— Set problem —
Please find each line in the records below that contains the word "white" and copy those lines out in full. Case counts, so copy only lines where the capitalization matches.

— Records to process —
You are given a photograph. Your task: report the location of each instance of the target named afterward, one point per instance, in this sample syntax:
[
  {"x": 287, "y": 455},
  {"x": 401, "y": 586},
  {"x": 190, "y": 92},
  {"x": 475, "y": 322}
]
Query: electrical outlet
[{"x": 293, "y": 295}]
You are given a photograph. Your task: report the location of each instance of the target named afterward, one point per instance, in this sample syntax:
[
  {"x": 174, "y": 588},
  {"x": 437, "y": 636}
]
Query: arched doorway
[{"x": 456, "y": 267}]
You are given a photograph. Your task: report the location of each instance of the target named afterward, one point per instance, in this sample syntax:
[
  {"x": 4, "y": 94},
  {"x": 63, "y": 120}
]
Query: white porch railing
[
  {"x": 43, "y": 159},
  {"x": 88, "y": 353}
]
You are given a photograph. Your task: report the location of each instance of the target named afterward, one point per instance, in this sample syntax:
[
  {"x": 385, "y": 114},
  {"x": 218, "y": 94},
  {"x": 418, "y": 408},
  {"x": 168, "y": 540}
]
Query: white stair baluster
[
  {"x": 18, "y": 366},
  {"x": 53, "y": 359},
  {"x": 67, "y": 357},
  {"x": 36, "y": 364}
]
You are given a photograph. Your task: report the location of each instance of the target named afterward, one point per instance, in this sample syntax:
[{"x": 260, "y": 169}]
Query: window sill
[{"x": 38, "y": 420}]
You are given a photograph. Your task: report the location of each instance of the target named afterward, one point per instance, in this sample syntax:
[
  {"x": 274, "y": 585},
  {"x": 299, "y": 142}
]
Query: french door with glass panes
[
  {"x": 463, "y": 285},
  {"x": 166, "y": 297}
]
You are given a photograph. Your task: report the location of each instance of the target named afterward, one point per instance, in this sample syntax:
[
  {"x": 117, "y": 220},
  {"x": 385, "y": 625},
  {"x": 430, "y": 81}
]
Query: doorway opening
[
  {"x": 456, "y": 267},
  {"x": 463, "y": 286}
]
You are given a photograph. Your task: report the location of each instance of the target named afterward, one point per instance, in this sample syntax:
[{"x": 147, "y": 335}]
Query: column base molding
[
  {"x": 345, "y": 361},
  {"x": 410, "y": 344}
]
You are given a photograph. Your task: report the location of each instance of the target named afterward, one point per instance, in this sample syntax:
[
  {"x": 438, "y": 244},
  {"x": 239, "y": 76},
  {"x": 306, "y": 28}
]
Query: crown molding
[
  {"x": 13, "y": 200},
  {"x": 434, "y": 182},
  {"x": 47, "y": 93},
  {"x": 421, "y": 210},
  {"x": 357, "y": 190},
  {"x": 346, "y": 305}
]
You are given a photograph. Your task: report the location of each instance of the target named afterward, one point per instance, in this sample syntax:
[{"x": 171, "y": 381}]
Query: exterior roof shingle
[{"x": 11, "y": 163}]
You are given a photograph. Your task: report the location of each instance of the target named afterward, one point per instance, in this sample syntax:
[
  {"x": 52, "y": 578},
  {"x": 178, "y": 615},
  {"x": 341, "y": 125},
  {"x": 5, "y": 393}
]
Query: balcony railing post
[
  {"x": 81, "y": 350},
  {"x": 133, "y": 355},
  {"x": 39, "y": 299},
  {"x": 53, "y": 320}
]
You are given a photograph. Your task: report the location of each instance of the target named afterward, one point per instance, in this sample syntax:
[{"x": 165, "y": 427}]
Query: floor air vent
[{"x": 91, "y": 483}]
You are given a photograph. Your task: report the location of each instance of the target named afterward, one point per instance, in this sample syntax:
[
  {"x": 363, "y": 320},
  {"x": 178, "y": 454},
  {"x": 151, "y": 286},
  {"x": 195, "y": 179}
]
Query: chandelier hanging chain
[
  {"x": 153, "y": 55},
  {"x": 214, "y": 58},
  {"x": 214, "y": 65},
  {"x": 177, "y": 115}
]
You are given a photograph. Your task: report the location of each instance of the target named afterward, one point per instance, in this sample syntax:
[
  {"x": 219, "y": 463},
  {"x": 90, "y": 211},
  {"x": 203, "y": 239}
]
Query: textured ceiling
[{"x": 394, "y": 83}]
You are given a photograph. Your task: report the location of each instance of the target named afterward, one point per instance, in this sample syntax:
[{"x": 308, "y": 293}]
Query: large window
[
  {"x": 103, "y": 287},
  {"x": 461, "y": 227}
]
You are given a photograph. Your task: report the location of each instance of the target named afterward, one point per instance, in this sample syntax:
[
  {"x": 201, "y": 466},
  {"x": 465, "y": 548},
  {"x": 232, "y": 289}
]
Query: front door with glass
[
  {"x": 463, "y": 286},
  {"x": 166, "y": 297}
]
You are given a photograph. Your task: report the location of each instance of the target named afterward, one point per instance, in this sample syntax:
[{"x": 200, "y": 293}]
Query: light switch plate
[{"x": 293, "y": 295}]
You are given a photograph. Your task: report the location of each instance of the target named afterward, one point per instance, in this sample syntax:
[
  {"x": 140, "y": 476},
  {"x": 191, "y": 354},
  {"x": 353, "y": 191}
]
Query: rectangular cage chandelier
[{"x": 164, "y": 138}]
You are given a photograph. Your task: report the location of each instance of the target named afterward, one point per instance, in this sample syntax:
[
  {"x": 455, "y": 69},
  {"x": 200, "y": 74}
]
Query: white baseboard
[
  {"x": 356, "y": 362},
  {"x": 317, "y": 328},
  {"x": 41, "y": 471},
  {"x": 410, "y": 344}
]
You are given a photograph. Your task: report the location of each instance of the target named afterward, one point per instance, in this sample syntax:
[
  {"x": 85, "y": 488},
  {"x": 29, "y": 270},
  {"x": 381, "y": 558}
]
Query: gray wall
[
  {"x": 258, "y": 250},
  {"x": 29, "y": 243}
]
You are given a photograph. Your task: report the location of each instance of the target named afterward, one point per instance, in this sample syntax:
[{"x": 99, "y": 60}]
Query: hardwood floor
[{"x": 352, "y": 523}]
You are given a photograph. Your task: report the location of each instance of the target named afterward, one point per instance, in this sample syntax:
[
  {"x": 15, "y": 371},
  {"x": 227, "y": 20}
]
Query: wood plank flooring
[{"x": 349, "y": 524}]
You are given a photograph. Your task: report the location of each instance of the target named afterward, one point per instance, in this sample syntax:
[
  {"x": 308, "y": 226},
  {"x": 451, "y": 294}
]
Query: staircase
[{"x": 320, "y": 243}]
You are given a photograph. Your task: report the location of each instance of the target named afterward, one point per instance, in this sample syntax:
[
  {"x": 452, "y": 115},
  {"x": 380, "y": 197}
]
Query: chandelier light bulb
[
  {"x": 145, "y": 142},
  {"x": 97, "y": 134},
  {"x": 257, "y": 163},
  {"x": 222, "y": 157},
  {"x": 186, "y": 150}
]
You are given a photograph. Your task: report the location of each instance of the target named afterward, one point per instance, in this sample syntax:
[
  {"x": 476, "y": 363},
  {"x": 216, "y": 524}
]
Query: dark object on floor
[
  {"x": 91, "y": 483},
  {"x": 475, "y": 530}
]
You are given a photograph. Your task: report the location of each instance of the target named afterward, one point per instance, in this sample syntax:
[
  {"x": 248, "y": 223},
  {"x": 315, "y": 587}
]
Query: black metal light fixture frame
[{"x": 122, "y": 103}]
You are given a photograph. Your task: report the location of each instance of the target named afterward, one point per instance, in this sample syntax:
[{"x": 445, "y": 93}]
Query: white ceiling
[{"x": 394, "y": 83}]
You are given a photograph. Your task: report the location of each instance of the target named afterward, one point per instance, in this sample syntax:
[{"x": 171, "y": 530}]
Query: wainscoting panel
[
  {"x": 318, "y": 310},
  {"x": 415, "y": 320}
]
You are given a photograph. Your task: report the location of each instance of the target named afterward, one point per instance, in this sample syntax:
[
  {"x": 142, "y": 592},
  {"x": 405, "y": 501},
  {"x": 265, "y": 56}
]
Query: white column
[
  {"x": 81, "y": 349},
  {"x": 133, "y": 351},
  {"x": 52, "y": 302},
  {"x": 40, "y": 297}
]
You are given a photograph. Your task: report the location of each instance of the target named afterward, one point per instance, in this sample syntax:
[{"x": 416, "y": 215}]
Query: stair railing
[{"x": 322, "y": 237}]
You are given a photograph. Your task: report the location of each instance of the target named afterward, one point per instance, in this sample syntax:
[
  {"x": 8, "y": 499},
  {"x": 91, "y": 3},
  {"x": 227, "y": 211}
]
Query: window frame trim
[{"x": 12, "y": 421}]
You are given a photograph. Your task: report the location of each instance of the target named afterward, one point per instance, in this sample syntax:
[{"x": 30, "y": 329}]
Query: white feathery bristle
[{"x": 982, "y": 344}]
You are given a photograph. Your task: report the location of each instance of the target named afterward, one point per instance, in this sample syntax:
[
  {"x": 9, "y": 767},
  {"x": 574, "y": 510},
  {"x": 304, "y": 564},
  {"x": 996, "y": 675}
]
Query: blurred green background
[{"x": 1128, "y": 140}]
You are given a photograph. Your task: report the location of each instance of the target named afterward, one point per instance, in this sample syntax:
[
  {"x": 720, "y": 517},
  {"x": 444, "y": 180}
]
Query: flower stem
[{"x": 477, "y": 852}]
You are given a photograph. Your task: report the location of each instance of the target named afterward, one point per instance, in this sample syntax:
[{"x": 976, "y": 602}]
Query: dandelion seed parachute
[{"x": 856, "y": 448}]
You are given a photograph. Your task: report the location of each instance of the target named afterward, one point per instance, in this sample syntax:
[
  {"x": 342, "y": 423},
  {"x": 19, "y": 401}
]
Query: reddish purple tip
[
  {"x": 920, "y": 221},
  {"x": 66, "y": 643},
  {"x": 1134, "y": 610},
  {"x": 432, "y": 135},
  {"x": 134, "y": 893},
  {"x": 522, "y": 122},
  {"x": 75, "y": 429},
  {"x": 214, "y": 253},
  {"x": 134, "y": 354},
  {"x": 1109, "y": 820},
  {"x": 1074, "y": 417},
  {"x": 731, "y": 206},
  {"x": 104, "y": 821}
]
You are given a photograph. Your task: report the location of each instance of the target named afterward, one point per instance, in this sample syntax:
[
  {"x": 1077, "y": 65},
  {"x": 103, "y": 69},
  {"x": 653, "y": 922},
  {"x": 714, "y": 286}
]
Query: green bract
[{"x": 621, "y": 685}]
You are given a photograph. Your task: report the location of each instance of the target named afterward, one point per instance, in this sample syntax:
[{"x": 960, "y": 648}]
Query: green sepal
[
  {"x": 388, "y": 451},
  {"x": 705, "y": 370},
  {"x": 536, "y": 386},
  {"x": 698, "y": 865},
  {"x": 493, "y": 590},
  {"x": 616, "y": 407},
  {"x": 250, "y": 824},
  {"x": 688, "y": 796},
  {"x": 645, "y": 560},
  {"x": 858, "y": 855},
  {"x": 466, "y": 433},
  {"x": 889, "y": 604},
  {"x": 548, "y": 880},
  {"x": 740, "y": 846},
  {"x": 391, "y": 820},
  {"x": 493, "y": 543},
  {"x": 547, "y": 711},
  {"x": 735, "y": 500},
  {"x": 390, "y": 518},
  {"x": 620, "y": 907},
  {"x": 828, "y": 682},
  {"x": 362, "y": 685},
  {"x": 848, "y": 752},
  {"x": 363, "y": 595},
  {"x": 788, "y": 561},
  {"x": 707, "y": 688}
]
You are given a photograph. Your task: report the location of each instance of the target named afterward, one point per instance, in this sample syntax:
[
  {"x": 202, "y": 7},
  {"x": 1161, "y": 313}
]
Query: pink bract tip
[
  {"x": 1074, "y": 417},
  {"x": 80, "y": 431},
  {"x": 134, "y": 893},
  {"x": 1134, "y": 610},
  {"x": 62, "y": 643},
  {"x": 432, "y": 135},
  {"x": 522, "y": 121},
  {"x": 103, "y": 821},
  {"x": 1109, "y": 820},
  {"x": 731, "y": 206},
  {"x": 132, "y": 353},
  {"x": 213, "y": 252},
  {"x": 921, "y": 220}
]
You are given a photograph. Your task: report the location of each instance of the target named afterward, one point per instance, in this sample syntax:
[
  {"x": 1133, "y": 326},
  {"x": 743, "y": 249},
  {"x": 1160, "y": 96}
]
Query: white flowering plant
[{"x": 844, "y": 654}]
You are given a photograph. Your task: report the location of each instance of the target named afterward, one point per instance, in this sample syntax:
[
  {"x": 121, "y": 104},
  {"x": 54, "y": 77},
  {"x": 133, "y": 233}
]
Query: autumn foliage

— Complete response —
Query: white porch railing
Query: white stair baluster
Query: white baseboard
Query: white ceiling
Query: white column
Query: white feathery bristle
Query: white flowering plant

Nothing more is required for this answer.